• RECORD SET:
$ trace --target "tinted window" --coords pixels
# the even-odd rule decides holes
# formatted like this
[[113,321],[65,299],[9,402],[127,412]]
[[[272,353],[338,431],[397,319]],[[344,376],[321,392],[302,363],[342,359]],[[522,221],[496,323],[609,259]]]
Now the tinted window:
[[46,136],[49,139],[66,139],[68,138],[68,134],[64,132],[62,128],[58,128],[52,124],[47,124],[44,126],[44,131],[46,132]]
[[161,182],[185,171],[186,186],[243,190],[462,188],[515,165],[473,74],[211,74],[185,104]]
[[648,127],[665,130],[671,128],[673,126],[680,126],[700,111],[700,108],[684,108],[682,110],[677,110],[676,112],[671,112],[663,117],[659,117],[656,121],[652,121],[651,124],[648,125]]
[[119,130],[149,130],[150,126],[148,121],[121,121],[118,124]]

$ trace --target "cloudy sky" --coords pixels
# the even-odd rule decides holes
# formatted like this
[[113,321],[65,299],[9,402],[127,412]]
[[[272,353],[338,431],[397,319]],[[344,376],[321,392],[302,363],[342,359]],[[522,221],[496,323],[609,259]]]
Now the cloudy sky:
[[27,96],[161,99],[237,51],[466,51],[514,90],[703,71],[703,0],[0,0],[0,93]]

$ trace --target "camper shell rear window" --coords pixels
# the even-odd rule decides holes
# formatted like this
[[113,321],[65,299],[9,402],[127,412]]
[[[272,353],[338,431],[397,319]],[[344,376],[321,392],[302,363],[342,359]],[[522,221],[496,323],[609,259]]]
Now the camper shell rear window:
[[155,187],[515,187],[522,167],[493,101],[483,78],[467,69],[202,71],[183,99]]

• INSTRUCTION: List each line in the records above that contains the string "tinted". Case matters.

• RESPONSE:
$ trace --target "tinted window" --coords pixels
Now the tinted window:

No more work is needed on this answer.